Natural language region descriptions
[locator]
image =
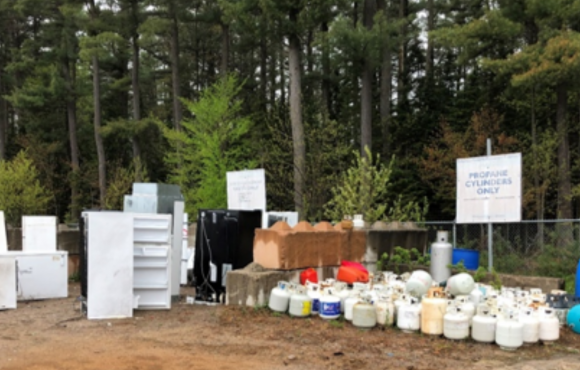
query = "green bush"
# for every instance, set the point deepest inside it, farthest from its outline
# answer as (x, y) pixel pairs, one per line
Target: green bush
(214, 141)
(362, 189)
(20, 190)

ABOUT THIS EXERCISE: Where the line containing "# for every" appears in the records above, begin copying and continue through the last line; copy each line exactly and include no others.

TASK RESPONSE:
# for every instance, set the point deepest inside it, farthest from its outline
# answer as (x, y) pixel pairs, one per line
Target: green bush
(214, 141)
(362, 189)
(20, 190)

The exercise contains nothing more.